- _Compiti_:
1. Elenca tutti gli enti e le organizzazioni nominati nel testo sul clima.
2. Prosegui il testo sul clima partendo dal punto in cui si interrompe.

- _Testo del documento_:

- - - -

Lanfranco Cardinali – Consigliere delegato della Provincia di Teramo

L’essere umano sta rendendo inabitabile la sua casa e l’estate che stiamo vivendo ce lo sta dimostrando plasticamente. Presentando recentemente l’ultimo rapporto dell’Intergovernmental Panel on Climate Change (Ipcc), il segretario generale dell’Onu, António Guterres, ha parlato di “un codice rosso per l’umanità. I ​​campanelli d’allarme sono assordanti e le prove sono inconfutabili (…). L’unico modo per evitare di superare questa soglia è quello di intensificare urgentemente i nostri sforzi e proseguendo sulla strada più ambiziosa. (…) Dobbiamo agire con decisione ora”. Eppure quando entrano in gioco interessi economici importanti, sembra che nulla cambi. Anzi.

- - - -

- _Materiale fornito_:

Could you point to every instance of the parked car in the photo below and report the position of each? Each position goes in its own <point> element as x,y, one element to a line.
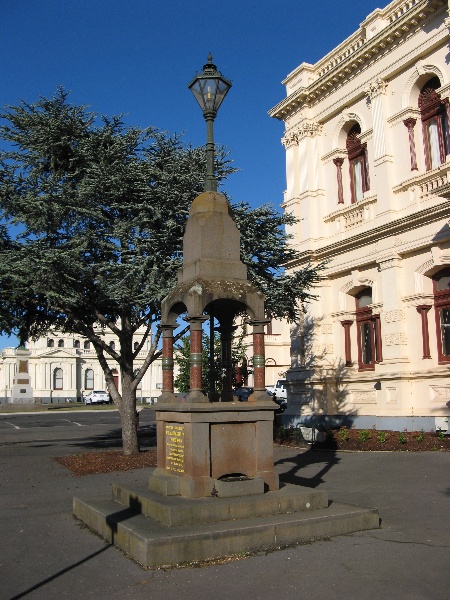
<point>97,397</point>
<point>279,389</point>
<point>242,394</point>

- - - -

- _Risposte_:
1.
- Provincia di Teramo
- Intergovernmental Panel on Climate Change (Ipcc)
- Onu

2.
C’è una questione che, geograficamente parlando, ci riguarda da vicino. Il ministro della Transizione ecologica Roberto Cingolani ha sbloccato dieci concessioni relative a 20 giacimenti per l’estrazione di gas metano, più uno esplorativo per la ricerca di petrolio, disseminati tra il sottosuolo emiliano, i fondali del mar Adriatico e il canale di Sicilia. I giacimenti di idrocarburi in sfruttamento da diversi decenni (c’è quasi un centinaio di piattaforme nell’Adriatico) si stanno infatti esaurendo e sono in corso da tempo le ricerche di nuovi.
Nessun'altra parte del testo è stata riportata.